[Start of Attachment]

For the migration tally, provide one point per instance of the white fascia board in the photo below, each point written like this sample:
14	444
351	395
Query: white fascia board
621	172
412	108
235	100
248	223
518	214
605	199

[End of Attachment]

Your task: In full and without changes, give the data above once more.

Exercise result:
For the migration tally, provide one point per instance of the white fascia board in the photo below, each point written like this sample:
14	444
351	395
Query: white fascia board
621	172
412	108
235	100
248	223
518	214
605	199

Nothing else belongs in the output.